■ **COMPLETE THE FOLLOWING**:
**a.** According to the Marcellus Shale passage, how much water may hydraulic fracturing need for each treatment?
**b.** Render this sentence from the Marcellus Shale passage in Spanish: "Drillers could face substantial transportation costs if the water has to be trucked in from great distances."
**c.** Reproduce the Marcellus Shale passage word for word, from "Substantial amounts of water" up to and including "from the wells.".

What are the Water-Resource Concerns About Developing Natural Gas Wells in the Marcellus Shale?
Substantial amounts of water are required for the drilling and stimulation of a Marcellus Shale gas well. Fluids recovered from the well, including the liquids used for the hydrofrac, and any produced formation brines, must be treated and disposed of properly. Three important water-resource concerns related to Marcellus Shale gas production are:
- supplying water for well construction without impacting local water resources,
- avoiding degradation of small watersheds and streams as substantial amounts of heavy equipment and supplies are moved around on rural roads, and
- determining the proper methods for the safe disposal of the large quantities of potentially contaminated fluids recovered from the wells.
These concerns are discussed in more detail in the following sections.
Drilling requires large amounts of water to create a circulating mud that cools the bit and carries the rock cuttings out of the borehole. After drilling, the shale formation is then stimulated by hydraulic fracturing, which may require up to 3 million gallons of water per treatment (Harper, 2008). Many regional and local water management agencies are concerned about where such large volumes of water will be obtained, and what the possible consequences might be for local water supplies. Under drought conditions, or in locations with already stressed water supplies, obtaining the millions of gallons needed for a shale gas well could be problematic. Drillers could face substantial transportation costs if the water has to be trucked in from great distances.
Similar shale gas operations in the Barnett Shale of Texas have obtained hydrofrac water largely from groundwater sources (Byrd, 2007). Water supply concerns over the Barnett Shale drilling have been brought up in the past (see, for example, Francis, 2007). Texas State and County agencies now closely monitor volumes of water used during drilling, and a consortium of Barnett Shale drilling companies have developed best management practices for water conservation, with the goal of keeping the pace of drilling and production activities within the bounds of sustainable water use. Similar steps have been discussed in Marcellus Shale gas production areas, but not yet fully implemented.

■ **DATASET SECTION**:
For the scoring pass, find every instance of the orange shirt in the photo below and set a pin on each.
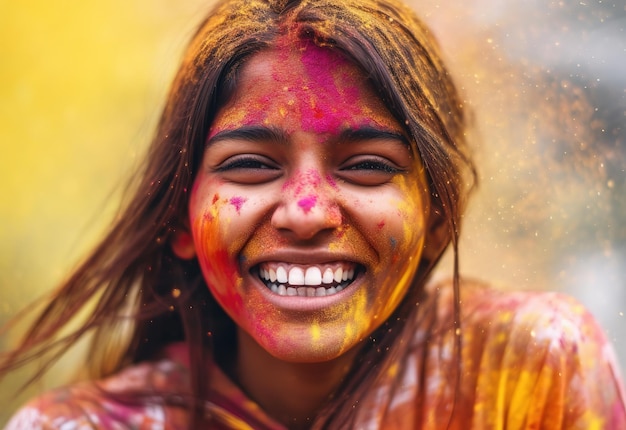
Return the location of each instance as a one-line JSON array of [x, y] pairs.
[[529, 361]]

■ **OUTPUTS FOR THE TASKS**:
**a.** Up to 3 million gallons of water per treatment.

**b.** Los perforadores podrían enfrentar costos de transporte considerables si el agua tiene que transportarse en camiones desde grandes distancias.

**c.**
Substantial amounts of water are required for the drilling and stimulation of a Marcellus Shale gas well. Fluids recovered from the well, including the liquids used for the hydrofrac, and any produced formation brines, must be treated and disposed of properly. Three important water-resource concerns related to Marcellus Shale gas production are:
- supplying water for well construction without impacting local water resources,
- avoiding degradation of small watersheds and streams as substantial amounts of heavy equipment and supplies are moved around on rural roads, and
- determining the proper methods for the safe disposal of the large quantities of potentially contaminated fluids recovered from the wells.